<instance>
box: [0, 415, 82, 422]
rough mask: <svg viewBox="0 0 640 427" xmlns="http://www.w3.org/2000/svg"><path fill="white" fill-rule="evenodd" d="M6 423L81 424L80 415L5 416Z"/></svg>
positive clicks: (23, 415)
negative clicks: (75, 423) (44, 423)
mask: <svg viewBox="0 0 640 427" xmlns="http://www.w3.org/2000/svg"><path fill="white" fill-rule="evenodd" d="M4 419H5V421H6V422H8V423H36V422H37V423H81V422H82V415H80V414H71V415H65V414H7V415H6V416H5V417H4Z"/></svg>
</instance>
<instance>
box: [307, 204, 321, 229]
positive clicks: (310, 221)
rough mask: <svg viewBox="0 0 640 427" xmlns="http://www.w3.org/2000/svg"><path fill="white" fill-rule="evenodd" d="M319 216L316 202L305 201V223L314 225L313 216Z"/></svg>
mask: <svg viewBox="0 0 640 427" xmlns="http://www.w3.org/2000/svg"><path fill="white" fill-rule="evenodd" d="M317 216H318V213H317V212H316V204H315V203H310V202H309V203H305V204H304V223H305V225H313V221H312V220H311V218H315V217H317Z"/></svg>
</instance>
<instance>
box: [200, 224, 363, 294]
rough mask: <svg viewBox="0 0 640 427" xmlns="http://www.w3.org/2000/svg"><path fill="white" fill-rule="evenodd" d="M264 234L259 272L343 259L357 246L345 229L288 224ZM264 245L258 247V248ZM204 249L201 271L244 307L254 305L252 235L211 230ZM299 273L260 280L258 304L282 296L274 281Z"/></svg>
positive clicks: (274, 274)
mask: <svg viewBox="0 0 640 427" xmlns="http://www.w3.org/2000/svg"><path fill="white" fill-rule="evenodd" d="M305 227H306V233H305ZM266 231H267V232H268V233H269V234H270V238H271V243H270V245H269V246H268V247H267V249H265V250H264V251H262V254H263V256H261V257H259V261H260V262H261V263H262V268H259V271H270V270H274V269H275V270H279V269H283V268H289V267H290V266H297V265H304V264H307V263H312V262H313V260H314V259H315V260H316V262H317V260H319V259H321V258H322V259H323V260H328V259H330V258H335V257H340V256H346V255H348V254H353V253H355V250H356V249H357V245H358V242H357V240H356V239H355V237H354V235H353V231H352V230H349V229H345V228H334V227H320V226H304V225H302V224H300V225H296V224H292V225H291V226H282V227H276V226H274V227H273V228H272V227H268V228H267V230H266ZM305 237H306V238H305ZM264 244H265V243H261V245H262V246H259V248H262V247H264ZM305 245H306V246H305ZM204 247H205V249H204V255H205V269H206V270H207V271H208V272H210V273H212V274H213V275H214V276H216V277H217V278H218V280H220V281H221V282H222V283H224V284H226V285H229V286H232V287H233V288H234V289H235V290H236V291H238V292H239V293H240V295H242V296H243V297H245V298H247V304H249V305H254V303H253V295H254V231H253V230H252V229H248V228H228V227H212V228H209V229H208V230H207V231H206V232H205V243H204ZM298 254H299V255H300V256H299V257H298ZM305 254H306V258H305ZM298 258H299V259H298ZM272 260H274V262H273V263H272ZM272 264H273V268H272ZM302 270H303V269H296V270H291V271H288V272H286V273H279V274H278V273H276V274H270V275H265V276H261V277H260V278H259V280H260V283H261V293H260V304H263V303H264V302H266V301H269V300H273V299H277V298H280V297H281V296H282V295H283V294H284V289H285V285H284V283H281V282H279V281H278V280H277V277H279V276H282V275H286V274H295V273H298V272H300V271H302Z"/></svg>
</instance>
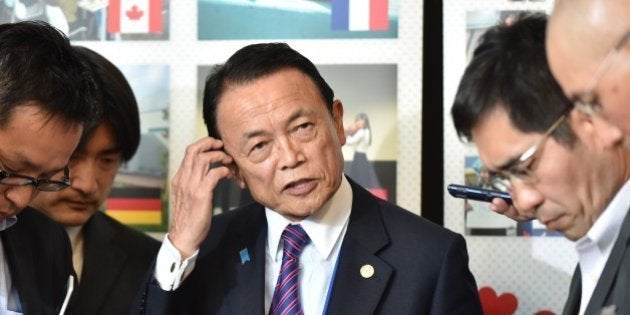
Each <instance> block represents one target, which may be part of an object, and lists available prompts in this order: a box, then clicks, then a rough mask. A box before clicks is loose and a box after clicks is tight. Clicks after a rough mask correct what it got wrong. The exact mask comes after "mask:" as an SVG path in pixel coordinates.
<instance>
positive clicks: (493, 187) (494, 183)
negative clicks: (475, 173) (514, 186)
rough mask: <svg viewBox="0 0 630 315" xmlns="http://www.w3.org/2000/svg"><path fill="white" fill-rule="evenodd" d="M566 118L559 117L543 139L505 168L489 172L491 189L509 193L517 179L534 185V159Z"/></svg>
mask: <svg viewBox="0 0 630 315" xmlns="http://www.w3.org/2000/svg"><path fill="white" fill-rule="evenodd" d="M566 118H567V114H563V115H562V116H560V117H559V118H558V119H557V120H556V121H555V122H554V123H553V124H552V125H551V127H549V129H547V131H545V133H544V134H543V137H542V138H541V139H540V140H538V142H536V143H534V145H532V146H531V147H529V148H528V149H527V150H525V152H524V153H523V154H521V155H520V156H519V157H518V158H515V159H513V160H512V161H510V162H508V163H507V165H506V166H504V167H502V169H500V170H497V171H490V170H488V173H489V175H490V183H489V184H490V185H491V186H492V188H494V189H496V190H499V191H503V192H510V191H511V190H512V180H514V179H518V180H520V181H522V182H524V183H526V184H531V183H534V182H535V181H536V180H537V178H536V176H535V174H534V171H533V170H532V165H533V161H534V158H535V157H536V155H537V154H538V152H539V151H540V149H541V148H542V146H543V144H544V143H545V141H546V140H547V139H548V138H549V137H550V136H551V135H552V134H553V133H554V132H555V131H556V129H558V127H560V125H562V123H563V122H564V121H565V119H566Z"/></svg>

To do
Give back the material word for word and drop the pictures it holds.

Task answer
<instance>
box: [0, 415, 82, 422]
rough mask: <svg viewBox="0 0 640 427" xmlns="http://www.w3.org/2000/svg"><path fill="white" fill-rule="evenodd" d="M6 423L81 424L80 415L5 416Z"/></svg>
positive clicks: (23, 415)
negative clicks: (75, 423) (44, 423)
mask: <svg viewBox="0 0 640 427" xmlns="http://www.w3.org/2000/svg"><path fill="white" fill-rule="evenodd" d="M4 419H5V421H6V422H8V423H36V422H37V423H81V422H82V415H80V414H71V415H65V414H7V415H6V416H5V417H4Z"/></svg>
</instance>
<instance>
box: [307, 204, 321, 229]
positive clicks: (310, 221)
rough mask: <svg viewBox="0 0 640 427" xmlns="http://www.w3.org/2000/svg"><path fill="white" fill-rule="evenodd" d="M319 216L316 202L305 201V223L314 225L313 216Z"/></svg>
mask: <svg viewBox="0 0 640 427" xmlns="http://www.w3.org/2000/svg"><path fill="white" fill-rule="evenodd" d="M317 216H318V213H317V212H316V204H315V203H310V202H309V203H305V204H304V223H305V225H313V221H312V220H311V218H315V217H317Z"/></svg>
</instance>
<instance>
box: [200, 224, 363, 294]
rough mask: <svg viewBox="0 0 640 427" xmlns="http://www.w3.org/2000/svg"><path fill="white" fill-rule="evenodd" d="M264 234L259 272L343 259L357 246L345 229L288 224ZM264 245L258 247V248ZM204 249L201 271L244 307L254 305L252 235L211 230ZM299 273L260 280L258 304L282 296L274 281Z"/></svg>
positive clicks: (274, 274)
mask: <svg viewBox="0 0 640 427" xmlns="http://www.w3.org/2000/svg"><path fill="white" fill-rule="evenodd" d="M305 227H306V233H305ZM266 231H267V232H268V233H269V234H270V238H271V243H270V245H269V246H268V247H267V249H265V250H264V251H262V254H263V256H261V257H259V261H260V262H261V263H262V268H259V271H270V270H274V269H275V270H279V269H283V268H289V267H290V266H297V265H304V264H307V263H312V262H313V260H314V259H315V260H316V262H317V260H319V259H321V258H322V259H323V260H328V259H330V258H335V257H340V256H346V255H348V254H353V253H355V250H356V249H357V245H358V242H357V240H356V239H355V237H354V235H353V231H352V230H349V229H345V228H334V227H320V226H304V225H302V224H300V225H296V224H292V225H291V226H282V227H276V226H274V227H273V228H272V227H268V228H267V230H266ZM305 237H306V238H305ZM264 244H265V243H261V245H262V246H259V248H262V247H264ZM305 245H306V246H305ZM204 247H205V249H204V255H205V269H206V270H207V271H208V272H210V273H212V274H213V275H214V276H216V277H217V278H218V280H220V281H221V282H222V283H224V284H226V285H229V286H232V287H233V288H234V289H235V290H236V291H238V292H239V293H240V295H242V296H243V297H245V298H247V304H249V305H254V303H253V295H254V231H253V230H252V229H248V228H228V227H212V228H209V229H208V230H207V231H206V232H205V243H204ZM298 254H299V255H300V256H299V257H298ZM305 254H306V258H305ZM298 258H299V259H298ZM272 260H274V262H273V263H272ZM272 264H273V268H272ZM302 270H303V269H296V270H291V271H288V272H286V273H279V274H278V273H276V274H270V275H265V276H261V277H260V278H259V280H260V283H261V293H260V304H263V303H264V302H266V301H269V300H273V299H277V298H280V297H281V296H282V295H283V294H284V289H285V285H284V283H281V282H279V281H278V280H277V277H279V276H282V275H286V274H295V273H298V272H300V271H302Z"/></svg>
</instance>
Each <instance> block represents one target, which may be part of an object, and lists available prompts in this order: a box, then clicks, then a rough mask. A box before clicks is loose and a box after clicks is tight. Clicks after a rough mask correct what it got wrong. The exact mask comes after "mask:" as an SVG path in pixel coordinates.
<instance>
positive clicks: (493, 187) (494, 183)
negative clicks: (475, 173) (514, 186)
rough mask: <svg viewBox="0 0 630 315" xmlns="http://www.w3.org/2000/svg"><path fill="white" fill-rule="evenodd" d="M566 118L559 117L543 139L505 168L489 172L491 189L509 193L517 179L534 185V159Z"/></svg>
mask: <svg viewBox="0 0 630 315" xmlns="http://www.w3.org/2000/svg"><path fill="white" fill-rule="evenodd" d="M566 118H567V114H563V115H562V116H560V117H559V118H558V119H557V120H556V121H555V122H554V123H553V124H552V125H551V127H549V129H547V131H545V133H544V134H543V137H542V138H541V139H540V140H538V142H536V143H534V145H532V146H531V147H529V148H528V149H527V150H525V152H524V153H523V154H521V155H520V156H519V157H518V158H515V159H513V160H512V161H510V162H508V163H507V165H506V166H504V167H502V169H500V170H497V171H490V170H488V173H489V175H490V183H489V184H490V185H491V186H492V188H494V189H496V190H499V191H503V192H510V191H511V190H512V180H514V179H518V180H520V181H522V182H524V183H526V184H531V183H534V182H535V181H536V180H537V178H536V176H535V174H534V171H533V170H532V165H533V161H534V158H535V157H536V155H537V154H538V152H539V151H540V149H541V148H542V146H543V144H544V143H545V141H546V140H547V139H548V138H549V137H550V136H551V135H552V134H553V133H554V132H555V131H556V129H558V127H560V125H562V123H563V122H564V121H565V119H566Z"/></svg>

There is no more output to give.